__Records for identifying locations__
══════════════════════════════

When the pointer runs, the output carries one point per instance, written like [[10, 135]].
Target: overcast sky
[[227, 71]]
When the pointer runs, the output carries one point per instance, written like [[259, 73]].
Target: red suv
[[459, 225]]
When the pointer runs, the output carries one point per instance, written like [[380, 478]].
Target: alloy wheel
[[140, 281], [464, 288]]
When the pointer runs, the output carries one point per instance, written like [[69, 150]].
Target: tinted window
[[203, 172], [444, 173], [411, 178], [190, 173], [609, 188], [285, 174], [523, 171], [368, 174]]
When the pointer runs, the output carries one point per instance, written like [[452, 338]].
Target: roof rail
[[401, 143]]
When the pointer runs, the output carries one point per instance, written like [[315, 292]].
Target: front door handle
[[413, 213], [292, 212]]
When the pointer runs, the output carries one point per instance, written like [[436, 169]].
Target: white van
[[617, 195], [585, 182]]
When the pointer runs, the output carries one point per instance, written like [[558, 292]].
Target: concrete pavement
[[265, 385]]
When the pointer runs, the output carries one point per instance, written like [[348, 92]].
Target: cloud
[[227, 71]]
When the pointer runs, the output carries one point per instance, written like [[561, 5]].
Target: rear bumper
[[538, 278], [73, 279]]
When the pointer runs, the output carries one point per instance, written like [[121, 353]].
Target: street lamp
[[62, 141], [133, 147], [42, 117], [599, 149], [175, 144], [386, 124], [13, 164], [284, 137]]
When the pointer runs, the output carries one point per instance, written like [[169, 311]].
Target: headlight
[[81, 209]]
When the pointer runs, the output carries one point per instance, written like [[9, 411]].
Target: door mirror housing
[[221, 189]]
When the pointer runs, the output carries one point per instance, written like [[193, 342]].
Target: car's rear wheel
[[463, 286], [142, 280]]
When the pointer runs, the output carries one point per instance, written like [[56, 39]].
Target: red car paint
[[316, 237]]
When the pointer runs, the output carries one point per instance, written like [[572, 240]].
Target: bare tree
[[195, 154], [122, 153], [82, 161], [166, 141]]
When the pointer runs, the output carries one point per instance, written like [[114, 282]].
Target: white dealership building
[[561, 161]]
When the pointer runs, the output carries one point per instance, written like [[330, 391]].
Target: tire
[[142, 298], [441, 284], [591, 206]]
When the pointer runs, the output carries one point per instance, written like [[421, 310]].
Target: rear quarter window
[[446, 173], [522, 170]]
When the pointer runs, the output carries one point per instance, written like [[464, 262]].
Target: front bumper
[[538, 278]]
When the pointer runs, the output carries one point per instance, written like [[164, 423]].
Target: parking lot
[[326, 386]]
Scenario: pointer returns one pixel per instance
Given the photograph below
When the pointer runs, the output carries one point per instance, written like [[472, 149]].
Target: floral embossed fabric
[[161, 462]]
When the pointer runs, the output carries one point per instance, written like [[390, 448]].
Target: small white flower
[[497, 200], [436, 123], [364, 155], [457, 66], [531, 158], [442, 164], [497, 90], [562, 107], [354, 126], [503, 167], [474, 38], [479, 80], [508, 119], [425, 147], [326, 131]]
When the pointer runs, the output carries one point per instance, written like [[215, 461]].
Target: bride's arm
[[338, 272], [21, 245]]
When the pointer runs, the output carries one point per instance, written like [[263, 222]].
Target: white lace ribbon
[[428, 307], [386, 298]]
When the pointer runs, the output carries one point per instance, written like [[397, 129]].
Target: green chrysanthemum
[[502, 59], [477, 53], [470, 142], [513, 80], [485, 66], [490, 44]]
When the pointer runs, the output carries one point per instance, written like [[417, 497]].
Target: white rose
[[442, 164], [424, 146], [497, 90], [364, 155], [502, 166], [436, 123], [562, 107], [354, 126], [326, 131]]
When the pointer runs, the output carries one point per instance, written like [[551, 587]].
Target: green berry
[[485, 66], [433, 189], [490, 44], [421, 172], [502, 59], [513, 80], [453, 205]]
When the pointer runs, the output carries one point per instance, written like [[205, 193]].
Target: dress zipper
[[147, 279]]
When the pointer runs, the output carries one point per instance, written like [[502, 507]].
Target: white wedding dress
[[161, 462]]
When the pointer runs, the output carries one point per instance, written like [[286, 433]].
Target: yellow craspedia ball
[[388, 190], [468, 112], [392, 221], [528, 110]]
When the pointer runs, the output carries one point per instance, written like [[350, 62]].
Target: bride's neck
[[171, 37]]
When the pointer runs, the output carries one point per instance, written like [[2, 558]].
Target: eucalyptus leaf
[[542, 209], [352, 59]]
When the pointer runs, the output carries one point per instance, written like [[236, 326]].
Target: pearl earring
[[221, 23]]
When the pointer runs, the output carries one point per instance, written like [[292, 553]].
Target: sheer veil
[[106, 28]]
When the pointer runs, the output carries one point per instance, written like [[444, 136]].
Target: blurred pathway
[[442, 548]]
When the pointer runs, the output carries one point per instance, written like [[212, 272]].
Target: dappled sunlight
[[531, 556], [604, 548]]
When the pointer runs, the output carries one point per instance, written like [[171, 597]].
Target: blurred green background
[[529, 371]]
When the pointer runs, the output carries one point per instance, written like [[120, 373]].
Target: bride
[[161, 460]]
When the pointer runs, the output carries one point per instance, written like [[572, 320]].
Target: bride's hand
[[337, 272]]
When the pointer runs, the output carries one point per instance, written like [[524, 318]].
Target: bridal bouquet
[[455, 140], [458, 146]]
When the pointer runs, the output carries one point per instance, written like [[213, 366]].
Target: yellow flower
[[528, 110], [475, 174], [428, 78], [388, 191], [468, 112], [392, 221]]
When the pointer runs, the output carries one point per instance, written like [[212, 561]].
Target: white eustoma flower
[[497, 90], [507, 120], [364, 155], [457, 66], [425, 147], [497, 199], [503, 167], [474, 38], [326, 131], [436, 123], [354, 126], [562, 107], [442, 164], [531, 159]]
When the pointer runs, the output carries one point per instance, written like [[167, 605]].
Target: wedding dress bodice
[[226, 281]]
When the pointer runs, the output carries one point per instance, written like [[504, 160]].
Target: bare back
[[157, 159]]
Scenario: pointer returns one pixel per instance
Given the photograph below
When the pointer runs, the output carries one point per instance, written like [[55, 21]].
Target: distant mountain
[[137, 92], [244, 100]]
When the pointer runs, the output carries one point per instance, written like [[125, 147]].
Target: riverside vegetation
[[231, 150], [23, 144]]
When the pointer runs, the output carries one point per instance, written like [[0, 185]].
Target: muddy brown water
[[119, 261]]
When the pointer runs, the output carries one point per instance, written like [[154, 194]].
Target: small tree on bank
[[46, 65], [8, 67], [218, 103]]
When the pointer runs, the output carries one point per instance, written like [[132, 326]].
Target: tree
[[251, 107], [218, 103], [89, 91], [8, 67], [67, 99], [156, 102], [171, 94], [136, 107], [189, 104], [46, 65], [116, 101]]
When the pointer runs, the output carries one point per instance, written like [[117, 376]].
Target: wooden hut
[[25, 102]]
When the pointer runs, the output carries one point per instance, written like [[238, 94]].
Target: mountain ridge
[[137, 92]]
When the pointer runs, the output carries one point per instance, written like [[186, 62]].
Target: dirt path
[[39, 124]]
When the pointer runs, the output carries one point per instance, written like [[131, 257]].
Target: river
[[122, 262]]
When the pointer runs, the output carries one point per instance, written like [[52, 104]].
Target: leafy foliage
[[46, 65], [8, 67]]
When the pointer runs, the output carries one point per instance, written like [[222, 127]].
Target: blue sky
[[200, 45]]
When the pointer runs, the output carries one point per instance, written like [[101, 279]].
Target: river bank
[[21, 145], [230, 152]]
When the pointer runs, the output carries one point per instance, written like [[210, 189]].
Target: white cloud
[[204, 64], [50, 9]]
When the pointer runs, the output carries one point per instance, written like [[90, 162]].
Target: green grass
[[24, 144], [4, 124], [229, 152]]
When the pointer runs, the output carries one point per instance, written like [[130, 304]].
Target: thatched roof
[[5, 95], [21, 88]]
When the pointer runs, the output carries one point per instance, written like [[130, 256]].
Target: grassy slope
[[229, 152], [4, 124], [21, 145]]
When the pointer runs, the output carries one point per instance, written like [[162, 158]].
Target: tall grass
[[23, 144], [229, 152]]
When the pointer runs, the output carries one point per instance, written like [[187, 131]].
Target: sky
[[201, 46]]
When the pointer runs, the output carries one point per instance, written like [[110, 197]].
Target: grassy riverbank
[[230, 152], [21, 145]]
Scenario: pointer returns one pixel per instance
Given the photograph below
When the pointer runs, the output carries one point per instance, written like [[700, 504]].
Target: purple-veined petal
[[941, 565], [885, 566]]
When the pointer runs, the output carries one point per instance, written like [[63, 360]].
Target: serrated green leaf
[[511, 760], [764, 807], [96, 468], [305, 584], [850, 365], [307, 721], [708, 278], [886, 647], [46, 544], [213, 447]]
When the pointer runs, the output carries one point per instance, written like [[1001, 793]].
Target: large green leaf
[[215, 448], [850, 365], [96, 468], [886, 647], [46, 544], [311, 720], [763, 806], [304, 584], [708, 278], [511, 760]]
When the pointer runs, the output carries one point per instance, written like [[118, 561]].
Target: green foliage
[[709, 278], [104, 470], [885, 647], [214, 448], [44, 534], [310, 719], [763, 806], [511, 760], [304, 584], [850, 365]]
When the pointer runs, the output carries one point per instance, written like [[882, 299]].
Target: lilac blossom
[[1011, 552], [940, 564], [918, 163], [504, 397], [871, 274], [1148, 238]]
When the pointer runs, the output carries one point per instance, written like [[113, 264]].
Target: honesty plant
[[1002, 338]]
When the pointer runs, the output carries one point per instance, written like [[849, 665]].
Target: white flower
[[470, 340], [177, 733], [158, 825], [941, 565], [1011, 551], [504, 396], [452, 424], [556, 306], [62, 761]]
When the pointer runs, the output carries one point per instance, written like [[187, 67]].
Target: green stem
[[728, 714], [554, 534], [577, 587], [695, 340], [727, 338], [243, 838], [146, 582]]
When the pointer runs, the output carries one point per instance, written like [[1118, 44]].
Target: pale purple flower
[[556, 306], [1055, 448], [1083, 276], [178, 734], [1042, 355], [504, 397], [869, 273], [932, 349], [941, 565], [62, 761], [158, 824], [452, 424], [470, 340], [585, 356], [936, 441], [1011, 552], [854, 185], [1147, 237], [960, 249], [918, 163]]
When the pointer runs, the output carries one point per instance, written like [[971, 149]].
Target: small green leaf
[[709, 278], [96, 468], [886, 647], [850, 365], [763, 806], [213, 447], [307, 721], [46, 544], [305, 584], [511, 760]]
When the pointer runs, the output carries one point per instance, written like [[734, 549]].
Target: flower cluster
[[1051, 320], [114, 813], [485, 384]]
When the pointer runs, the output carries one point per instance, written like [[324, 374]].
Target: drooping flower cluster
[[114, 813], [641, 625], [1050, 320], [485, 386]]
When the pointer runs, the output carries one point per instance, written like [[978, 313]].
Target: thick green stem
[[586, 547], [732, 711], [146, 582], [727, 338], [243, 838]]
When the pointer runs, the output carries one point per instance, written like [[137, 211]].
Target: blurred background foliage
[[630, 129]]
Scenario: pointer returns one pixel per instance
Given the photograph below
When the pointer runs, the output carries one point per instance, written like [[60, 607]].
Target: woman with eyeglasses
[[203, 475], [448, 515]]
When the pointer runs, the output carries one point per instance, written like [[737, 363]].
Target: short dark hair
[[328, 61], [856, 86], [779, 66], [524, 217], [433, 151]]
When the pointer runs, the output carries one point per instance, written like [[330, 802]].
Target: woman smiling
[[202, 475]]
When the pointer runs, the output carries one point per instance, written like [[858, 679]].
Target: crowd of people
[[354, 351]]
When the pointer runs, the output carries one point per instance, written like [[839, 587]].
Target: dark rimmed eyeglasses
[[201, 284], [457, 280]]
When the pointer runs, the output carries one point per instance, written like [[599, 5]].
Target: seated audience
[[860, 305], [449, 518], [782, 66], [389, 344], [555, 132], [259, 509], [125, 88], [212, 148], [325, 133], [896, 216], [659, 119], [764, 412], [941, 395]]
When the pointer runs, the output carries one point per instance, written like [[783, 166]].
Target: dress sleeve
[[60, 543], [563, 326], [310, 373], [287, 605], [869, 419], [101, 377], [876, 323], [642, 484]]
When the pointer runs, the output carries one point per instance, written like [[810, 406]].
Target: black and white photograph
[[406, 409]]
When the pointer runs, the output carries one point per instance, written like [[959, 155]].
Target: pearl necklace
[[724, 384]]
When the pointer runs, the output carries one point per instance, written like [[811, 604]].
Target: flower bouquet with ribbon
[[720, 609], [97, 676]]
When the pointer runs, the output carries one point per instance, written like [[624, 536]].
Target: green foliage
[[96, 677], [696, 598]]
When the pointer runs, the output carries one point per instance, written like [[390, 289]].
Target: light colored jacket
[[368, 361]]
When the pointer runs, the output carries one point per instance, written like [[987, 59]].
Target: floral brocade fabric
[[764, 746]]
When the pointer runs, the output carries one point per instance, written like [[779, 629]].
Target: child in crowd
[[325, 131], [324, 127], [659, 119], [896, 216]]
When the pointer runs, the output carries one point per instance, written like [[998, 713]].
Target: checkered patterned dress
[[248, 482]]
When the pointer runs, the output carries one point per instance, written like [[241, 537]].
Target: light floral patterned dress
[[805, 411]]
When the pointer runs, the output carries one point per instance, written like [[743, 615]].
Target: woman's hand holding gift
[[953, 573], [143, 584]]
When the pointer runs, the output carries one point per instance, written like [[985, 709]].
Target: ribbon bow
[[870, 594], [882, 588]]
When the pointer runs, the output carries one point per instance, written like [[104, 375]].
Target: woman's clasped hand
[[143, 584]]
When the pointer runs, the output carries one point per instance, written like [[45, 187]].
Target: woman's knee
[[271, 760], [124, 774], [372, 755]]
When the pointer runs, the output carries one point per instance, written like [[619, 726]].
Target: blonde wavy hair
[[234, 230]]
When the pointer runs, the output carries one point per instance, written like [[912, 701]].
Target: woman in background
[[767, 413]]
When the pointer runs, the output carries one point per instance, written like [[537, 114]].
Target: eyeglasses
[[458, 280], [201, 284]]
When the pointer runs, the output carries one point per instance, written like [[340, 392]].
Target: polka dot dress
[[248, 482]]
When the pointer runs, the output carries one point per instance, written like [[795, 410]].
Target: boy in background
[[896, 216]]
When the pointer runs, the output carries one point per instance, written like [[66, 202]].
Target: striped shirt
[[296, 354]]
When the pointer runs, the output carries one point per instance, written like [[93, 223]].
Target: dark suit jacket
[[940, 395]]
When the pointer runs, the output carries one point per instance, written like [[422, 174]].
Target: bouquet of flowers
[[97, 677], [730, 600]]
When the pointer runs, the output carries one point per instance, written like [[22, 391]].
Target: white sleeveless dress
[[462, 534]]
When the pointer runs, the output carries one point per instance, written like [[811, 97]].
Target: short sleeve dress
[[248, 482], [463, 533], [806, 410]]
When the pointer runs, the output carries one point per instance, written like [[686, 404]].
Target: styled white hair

══════════════════════════════

Write out the lines of the records above word for word, starting with the line that contains "like [[1001, 793]]." and going on through the line that contains "838], [146, 582]]", both included.

When the pointer runs, the output carries one point per instance, written like [[1001, 793]].
Target: large green leaf
[[215, 448], [850, 365], [96, 468], [886, 647], [46, 544], [311, 720], [763, 806], [304, 584], [708, 278], [511, 760]]
When the pointer runs, the output carries one point per instance, written like [[118, 561]].
Target: green foliage
[[709, 278], [104, 470], [885, 647], [214, 448], [44, 534], [310, 719], [763, 806], [511, 760], [304, 584], [850, 365]]
When the pointer runs, the output carries one point per instance, written like [[882, 299]].
Target: lilac blossom
[[1011, 552], [940, 564], [918, 163], [504, 397], [871, 274], [1148, 238]]
When the pointer runs, the output carries one point per instance, written like [[113, 264]].
Target: honesty plant
[[1002, 338]]
When the pointer runs, the output carries one point per instance, written like [[849, 665]].
Target: white flower
[[470, 340], [177, 733], [158, 825], [941, 565], [1011, 551], [504, 396], [452, 424], [556, 306], [62, 761]]
When the pointer runs, the output carries one point per instance, written like [[187, 67]].
Target: green stem
[[728, 714], [554, 534], [577, 587], [695, 340], [727, 338], [243, 838], [146, 582]]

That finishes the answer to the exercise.